## Exercise text
County in Utah, United States

Daggett County (/ˈdægət/ DAG-ət) is a county in the northeastern corner of the U.S. state of Utah. As of the 2020 United States Census, the population was 935, making it the least populous county in Utah. Its county seat is Manila. The county was named for Ellsworth Daggett (1845–1923), the first surveyor-general of Utah. The small community of Dutch John, located near the state line with Colorado and Wyoming, became an incorporated town in January 2016.

==History==
Daggett County was originally the north portion of Uintah County. Due to mountainous terrain that was then impassable, people in what is now Daggett County during the 19th and early 20th Centuries had to a travel a circuitous route covering hundreds of miles by stagecoach and rail to conduct business in Vernal, the county seat, a mere 50 mi away by direct straight-line measurements.

In the fall 1917 election, Uintah county voters voted to establish a separate county on the northern slope of the Uinta Mountains. The act establishing the county was approved on January 7, 1918, naming Manila as the county seat.

The boundary between Daggett and Uintah counties was adjusted in 1919, with some territory being returned to Uintah. Daggett County boundaries have remained unchanged since 1919.

==Geography==
Daggett County lies at the lower northeastern corner of Utah. Its northern border abuts the south border of the state of Wyoming, and its eastern boundary abuts the western border of the state of Colorado. Its main geographical features are the Uinta Mountains, which comprise its southwestern portion and delineate part of its southern border, and the Green River, which has carved a deep gorge through the east-central part of the county. In 1958, the United States Bureau of Reclamation took advantage of this natural feature to construct the Flaming Gorge Dam, creating the Flaming Gorge Reservoir, which began filling in 1964.

## Required actions
1. Return the part of the Daggett County passage starting at "The boundary between" and ending at "filling in 1964.", copied word for word.
2. Answer these questions from the Daggett County passage:
(a) What was the county's population in the 2020 United States Census?
(b) On what date was the act establishing the county approved?
(c) In what year did the Flaming Gorge Reservoir begin filling?
3. For each statement, say yes or no according to the Daggett County passage, and quote the words that decide it:
(a) Dutch John became an incorporated town in January 2016.
(b) The county's northern border abuts the state of Colorado.
(c) The Flaming Gorge Dam was built by the United States Bureau of Reclamation.

## Records supplied

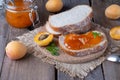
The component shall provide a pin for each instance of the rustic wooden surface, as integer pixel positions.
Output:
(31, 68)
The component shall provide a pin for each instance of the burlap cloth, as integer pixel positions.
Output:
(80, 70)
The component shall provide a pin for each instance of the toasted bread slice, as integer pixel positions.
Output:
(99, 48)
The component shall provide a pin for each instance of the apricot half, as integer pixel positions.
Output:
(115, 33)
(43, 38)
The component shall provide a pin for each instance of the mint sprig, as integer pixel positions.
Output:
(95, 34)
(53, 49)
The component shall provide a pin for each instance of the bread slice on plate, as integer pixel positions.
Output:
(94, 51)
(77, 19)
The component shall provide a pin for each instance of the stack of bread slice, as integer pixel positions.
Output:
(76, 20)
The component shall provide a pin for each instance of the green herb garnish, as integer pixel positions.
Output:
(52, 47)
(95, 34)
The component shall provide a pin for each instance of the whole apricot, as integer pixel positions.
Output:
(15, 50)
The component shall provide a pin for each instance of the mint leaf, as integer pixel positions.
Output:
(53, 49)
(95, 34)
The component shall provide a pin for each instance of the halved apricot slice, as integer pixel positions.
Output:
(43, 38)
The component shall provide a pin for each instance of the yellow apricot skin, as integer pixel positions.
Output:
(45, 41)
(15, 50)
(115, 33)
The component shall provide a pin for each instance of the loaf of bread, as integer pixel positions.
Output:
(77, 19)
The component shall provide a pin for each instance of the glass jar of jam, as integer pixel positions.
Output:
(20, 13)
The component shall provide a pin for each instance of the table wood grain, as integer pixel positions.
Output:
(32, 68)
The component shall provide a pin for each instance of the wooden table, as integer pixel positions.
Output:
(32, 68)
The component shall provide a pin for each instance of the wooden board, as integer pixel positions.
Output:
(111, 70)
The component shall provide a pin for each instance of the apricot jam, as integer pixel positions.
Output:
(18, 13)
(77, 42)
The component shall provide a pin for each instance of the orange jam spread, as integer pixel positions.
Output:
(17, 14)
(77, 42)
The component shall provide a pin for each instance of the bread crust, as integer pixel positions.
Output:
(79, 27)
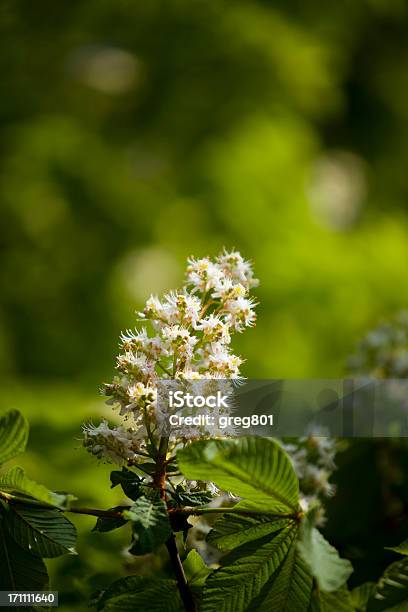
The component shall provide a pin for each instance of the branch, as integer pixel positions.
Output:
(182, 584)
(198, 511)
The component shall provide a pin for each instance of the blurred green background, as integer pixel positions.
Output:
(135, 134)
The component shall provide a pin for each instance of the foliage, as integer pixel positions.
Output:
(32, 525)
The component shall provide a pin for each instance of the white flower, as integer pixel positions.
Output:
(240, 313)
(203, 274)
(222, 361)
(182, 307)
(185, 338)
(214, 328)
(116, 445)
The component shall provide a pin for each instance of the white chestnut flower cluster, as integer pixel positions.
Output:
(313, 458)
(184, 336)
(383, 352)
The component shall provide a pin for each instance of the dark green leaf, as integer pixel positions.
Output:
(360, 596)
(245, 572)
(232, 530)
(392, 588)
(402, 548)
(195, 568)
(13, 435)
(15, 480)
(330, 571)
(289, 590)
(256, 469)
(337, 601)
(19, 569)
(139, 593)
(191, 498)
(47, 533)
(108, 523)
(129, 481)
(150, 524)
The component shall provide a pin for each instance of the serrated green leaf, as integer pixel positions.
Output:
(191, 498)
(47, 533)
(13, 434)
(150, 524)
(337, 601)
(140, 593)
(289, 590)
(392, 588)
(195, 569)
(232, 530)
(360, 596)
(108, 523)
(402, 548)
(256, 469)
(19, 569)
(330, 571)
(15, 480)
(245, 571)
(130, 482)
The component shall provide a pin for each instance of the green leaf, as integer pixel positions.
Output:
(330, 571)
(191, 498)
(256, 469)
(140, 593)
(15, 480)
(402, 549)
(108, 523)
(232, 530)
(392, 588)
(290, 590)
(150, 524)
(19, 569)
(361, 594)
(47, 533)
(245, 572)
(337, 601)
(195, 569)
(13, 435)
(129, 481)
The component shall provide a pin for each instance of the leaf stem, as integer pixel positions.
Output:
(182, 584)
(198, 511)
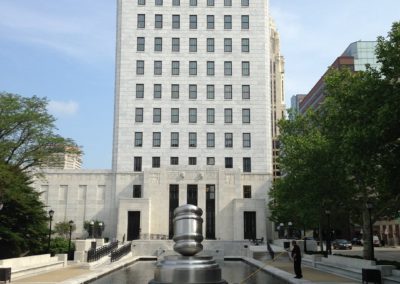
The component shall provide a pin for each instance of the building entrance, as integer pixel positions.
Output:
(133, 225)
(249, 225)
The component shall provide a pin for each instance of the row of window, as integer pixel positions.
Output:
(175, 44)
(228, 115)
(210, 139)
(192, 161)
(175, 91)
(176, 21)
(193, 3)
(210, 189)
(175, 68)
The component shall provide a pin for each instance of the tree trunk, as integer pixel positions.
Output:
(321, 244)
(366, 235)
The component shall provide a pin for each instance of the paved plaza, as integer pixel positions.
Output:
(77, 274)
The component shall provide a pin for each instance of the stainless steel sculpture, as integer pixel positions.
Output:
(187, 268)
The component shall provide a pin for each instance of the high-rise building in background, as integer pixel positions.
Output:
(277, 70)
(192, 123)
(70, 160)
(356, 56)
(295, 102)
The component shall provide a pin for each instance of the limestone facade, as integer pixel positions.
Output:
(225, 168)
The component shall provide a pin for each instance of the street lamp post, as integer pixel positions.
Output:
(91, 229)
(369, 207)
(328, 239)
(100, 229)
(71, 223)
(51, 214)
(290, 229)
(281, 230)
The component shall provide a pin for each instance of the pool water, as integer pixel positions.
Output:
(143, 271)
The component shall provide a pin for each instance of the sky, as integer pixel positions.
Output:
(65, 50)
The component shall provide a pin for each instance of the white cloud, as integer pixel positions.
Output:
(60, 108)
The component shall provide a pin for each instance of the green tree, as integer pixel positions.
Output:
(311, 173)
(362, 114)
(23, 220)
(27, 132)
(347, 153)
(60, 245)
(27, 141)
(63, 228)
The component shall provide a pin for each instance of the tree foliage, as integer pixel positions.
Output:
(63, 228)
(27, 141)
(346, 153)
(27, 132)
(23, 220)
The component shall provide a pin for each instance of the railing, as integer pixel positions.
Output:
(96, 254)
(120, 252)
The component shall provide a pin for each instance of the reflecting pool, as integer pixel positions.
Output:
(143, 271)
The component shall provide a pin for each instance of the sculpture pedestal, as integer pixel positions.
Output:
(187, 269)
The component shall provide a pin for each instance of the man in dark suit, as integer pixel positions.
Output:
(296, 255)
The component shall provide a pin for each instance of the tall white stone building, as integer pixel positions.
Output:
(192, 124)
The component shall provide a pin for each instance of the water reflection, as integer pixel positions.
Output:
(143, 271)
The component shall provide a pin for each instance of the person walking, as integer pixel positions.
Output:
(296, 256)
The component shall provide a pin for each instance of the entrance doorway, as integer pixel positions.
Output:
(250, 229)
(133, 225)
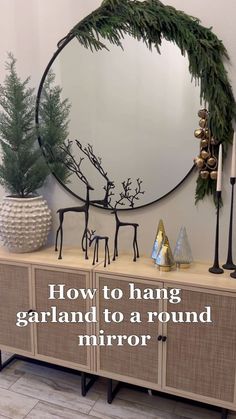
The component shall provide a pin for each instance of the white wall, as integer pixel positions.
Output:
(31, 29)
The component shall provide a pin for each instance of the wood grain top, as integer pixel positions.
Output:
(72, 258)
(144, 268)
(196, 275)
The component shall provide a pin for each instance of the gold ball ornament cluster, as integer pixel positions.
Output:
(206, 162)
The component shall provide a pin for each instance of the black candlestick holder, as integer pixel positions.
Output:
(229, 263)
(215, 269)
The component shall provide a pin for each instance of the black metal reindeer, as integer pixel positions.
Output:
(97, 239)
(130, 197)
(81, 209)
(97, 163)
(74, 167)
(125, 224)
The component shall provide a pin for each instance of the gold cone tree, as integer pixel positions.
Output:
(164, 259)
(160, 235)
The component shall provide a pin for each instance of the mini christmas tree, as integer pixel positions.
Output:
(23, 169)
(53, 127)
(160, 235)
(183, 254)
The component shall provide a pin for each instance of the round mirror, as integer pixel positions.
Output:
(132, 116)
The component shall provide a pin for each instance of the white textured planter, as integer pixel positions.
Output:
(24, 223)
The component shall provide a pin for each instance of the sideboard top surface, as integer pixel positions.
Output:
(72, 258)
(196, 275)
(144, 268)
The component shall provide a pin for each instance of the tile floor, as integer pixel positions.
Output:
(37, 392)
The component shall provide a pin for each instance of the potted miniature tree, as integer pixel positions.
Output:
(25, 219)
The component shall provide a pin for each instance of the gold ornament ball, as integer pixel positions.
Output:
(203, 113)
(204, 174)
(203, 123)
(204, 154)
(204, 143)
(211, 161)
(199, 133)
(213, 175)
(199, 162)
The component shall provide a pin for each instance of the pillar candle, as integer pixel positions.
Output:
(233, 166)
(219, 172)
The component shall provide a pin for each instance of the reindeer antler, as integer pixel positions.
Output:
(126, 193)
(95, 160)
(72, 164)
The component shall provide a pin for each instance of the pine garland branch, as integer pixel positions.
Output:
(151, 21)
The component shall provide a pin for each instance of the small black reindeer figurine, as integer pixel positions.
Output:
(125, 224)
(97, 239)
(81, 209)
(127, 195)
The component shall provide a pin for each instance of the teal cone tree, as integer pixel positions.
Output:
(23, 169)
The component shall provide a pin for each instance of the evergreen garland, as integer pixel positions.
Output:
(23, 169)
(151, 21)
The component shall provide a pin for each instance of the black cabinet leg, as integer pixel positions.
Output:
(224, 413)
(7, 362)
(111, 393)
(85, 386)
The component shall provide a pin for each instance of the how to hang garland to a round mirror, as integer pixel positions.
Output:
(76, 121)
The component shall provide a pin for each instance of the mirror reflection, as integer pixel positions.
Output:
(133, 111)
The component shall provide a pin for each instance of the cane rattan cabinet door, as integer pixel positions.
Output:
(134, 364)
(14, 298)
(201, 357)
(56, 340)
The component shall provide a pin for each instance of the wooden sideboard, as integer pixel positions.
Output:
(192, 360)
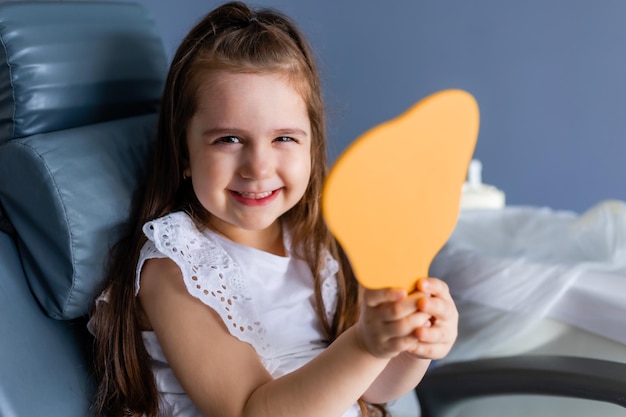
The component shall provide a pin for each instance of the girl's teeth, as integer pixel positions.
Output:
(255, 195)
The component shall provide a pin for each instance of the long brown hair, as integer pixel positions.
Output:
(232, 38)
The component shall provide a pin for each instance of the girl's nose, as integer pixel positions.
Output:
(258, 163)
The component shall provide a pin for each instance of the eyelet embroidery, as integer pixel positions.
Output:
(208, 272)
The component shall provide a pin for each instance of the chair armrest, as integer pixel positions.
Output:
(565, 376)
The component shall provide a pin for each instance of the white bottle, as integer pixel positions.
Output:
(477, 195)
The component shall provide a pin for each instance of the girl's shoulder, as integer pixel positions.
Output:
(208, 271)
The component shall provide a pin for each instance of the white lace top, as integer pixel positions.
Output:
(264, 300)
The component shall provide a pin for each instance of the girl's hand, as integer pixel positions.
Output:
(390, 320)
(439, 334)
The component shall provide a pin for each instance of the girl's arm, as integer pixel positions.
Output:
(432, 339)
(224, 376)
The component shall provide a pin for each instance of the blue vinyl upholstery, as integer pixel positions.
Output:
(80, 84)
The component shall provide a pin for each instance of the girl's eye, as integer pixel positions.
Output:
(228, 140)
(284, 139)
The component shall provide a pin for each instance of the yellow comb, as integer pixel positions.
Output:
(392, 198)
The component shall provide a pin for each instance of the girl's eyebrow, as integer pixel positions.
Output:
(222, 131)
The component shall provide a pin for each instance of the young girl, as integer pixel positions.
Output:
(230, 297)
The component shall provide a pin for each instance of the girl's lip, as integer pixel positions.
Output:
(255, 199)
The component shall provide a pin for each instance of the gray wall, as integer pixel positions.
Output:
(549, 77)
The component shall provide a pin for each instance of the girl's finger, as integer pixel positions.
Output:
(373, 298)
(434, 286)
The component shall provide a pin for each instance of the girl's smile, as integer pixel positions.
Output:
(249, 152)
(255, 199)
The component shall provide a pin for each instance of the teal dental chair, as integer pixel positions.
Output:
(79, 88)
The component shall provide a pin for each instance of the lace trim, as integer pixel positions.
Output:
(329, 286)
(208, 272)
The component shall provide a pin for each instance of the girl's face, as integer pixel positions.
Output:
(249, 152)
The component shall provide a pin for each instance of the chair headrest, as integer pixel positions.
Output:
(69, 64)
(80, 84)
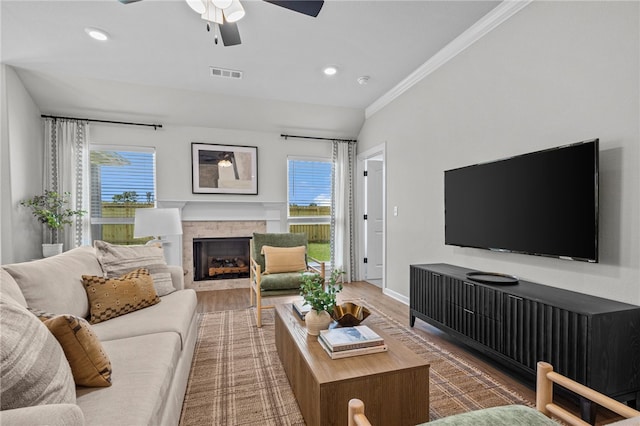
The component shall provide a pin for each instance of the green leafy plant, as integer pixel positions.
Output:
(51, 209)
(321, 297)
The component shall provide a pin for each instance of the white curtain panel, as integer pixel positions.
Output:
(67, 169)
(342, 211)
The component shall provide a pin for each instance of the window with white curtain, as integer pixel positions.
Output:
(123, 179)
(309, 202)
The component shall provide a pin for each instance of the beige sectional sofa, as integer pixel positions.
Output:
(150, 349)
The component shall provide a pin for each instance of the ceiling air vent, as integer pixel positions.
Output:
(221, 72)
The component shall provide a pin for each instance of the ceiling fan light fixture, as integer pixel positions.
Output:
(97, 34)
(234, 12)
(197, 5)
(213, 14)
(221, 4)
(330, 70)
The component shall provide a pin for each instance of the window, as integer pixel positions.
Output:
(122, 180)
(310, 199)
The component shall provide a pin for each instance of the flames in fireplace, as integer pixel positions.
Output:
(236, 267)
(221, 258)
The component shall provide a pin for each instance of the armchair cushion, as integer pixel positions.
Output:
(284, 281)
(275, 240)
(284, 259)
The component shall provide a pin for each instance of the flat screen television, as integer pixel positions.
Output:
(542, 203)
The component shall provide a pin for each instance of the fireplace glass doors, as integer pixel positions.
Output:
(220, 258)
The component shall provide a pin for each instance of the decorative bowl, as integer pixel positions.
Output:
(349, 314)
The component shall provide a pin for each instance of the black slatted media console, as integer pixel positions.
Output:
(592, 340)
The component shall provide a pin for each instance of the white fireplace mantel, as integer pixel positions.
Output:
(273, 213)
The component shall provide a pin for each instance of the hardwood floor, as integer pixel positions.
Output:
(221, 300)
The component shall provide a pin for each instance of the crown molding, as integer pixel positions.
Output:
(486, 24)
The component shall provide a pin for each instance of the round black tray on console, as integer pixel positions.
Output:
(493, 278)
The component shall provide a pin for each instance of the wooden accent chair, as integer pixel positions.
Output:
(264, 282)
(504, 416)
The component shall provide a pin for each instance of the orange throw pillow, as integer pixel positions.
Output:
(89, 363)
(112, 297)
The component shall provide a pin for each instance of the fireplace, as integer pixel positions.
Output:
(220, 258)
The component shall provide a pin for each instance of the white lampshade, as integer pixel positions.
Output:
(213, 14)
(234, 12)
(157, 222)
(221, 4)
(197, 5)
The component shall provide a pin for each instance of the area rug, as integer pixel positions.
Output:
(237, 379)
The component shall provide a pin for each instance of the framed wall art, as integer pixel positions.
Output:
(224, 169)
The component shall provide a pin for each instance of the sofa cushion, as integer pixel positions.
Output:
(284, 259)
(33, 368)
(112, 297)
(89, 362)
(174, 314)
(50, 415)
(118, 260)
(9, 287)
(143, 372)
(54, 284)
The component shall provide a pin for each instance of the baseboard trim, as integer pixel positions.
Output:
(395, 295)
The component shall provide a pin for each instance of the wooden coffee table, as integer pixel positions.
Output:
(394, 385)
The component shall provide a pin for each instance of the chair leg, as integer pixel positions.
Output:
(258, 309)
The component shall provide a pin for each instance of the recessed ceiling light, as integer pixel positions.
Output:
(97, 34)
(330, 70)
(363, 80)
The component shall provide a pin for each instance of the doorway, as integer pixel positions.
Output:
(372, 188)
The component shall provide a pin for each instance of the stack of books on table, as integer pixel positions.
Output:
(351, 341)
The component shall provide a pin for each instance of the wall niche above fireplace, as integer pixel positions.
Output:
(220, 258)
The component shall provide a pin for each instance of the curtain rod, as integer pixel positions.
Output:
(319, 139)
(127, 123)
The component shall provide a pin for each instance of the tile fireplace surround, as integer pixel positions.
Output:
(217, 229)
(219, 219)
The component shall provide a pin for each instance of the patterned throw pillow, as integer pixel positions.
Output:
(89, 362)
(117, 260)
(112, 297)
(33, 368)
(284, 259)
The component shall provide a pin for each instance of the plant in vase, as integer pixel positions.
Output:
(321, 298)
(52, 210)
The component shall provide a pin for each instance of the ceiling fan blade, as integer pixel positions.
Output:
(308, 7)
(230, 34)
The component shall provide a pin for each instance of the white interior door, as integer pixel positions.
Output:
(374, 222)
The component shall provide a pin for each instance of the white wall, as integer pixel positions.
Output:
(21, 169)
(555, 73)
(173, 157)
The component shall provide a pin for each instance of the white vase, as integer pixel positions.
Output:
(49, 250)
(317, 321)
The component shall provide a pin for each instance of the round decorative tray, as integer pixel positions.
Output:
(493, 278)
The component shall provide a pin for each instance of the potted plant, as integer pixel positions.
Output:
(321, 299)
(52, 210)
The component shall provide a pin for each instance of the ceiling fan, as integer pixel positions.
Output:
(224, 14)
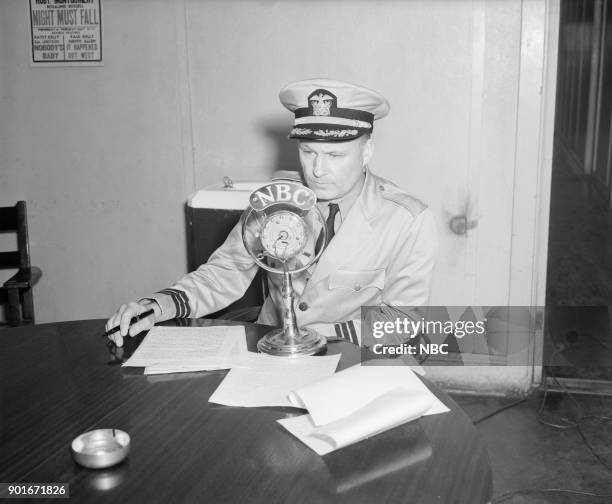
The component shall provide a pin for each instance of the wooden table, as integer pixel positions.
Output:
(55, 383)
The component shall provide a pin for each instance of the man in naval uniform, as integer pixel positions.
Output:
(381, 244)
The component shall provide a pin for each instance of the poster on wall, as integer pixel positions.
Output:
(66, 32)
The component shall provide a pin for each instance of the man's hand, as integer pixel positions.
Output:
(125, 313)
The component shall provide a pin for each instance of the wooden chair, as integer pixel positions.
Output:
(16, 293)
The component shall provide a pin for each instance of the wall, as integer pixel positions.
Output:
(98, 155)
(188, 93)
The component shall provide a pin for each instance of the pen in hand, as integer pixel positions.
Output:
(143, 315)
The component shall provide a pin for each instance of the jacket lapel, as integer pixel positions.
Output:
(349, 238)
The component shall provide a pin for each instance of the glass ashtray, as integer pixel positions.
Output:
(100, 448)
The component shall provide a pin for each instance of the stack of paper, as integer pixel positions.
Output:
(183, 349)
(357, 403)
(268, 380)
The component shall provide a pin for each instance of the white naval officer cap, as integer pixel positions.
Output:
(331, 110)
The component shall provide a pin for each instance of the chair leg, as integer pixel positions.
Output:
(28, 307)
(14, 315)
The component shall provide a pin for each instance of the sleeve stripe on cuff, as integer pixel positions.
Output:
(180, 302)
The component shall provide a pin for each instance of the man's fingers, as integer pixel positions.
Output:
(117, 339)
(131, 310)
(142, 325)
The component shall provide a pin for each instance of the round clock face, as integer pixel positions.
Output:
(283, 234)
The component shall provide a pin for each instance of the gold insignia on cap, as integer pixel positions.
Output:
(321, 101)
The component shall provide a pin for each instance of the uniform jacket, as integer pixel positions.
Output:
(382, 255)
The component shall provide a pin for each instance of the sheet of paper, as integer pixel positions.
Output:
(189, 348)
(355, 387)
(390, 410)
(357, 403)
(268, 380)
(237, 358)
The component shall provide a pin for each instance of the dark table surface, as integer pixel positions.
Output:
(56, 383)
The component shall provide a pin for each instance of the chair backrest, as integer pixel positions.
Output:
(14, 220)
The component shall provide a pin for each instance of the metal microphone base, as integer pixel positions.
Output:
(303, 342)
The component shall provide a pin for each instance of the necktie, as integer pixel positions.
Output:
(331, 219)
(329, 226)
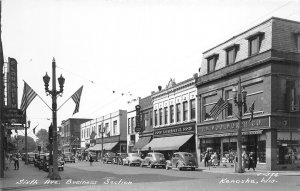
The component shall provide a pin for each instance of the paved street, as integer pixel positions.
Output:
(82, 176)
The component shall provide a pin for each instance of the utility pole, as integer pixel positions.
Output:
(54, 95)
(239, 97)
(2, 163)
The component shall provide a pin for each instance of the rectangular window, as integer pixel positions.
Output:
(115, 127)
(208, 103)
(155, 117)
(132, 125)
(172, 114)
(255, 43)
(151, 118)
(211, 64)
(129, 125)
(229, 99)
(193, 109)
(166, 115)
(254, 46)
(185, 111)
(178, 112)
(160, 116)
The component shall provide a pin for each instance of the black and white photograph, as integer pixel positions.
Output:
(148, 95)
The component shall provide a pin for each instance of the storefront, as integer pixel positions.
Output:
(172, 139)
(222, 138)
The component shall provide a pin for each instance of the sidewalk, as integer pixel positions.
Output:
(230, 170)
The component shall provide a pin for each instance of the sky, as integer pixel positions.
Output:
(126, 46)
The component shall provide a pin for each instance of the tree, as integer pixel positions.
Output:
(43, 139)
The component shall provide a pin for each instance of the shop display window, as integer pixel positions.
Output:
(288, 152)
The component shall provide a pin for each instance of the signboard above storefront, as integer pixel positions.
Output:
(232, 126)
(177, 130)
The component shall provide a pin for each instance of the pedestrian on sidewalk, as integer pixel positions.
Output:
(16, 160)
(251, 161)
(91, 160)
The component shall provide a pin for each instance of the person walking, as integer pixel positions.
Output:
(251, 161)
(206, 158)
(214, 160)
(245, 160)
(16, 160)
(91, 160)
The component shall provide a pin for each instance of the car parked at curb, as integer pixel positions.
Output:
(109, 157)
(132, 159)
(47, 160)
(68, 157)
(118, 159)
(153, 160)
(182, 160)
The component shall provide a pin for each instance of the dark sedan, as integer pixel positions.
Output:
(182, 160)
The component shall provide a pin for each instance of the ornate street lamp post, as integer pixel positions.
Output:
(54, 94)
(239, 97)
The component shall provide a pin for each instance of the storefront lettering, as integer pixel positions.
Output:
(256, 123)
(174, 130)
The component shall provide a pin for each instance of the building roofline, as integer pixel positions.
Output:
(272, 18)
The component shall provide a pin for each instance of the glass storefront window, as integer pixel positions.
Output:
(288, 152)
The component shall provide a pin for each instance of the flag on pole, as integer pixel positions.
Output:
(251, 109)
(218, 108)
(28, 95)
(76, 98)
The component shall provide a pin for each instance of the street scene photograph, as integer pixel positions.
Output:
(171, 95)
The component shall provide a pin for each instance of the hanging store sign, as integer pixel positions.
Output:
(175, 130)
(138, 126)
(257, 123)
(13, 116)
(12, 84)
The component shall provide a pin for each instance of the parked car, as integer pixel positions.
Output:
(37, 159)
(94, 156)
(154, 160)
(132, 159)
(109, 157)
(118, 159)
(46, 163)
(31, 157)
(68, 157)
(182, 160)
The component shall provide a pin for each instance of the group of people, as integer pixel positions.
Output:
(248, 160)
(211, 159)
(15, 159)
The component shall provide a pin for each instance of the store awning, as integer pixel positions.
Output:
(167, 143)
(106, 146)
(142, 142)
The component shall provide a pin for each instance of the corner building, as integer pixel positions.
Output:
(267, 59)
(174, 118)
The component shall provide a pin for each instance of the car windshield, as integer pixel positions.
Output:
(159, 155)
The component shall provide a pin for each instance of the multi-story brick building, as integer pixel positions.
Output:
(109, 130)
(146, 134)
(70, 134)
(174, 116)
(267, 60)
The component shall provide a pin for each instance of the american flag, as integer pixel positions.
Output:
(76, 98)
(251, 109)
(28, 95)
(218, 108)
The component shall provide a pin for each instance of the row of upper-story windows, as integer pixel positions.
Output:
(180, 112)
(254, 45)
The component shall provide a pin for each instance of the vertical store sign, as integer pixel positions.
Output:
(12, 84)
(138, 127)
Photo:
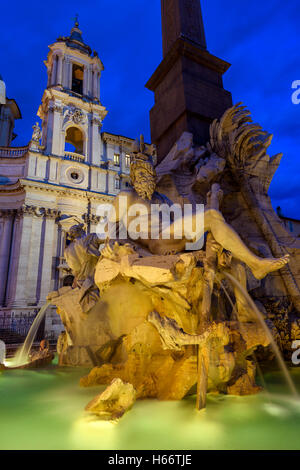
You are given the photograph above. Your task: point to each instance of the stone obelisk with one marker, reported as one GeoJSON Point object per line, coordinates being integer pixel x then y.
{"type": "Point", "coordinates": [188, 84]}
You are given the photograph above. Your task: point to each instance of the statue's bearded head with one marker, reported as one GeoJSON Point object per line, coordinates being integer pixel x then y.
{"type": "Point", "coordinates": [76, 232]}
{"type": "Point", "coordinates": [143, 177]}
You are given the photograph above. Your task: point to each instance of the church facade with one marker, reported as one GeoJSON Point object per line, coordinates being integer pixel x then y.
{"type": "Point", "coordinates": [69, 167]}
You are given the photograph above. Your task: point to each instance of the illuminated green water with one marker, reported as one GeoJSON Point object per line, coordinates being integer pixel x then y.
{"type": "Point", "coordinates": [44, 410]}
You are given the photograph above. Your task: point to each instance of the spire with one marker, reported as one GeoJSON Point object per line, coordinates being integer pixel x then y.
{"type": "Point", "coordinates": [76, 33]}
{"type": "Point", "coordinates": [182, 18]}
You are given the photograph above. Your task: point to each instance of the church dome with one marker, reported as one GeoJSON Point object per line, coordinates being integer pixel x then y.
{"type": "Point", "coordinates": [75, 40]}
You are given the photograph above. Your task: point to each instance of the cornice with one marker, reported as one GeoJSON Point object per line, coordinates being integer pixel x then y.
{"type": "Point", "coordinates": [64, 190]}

## Solutions for each task
1.
The boundary between Daggett and Uintah counties was adjusted in 1919, with some territory being returned to Uintah. Daggett County boundaries have remained unchanged since 1919.

==Geography==
Daggett County lies at the lower northeastern corner of Utah. Its northern border abuts the south border of the state of Wyoming, and its eastern boundary abuts the western border of the state of Colorado. Its main geographical features are the Uinta Mountains, which comprise its southwestern portion and delineate part of its southern border, and the Green River, which has carved a deep gorge through the east-central part of the county. In 1958, the United States Bureau of Reclamation took advantage of this natural feature to construct the Flaming Gorge Dam, creating the Flaming Gorge Reservoir, which began filling in 1964.

2.
(a) 935
(b) January 7, 1918
(c) 1964

3.
(a) Yes: "became an incorporated town in January 2016"
(b) No: "Its northern border abuts the south border of the state of Wyoming"
(c) Yes: "the United States Bureau of Reclamation took advantage of this natural feature to construct the Flaming Gorge Dam"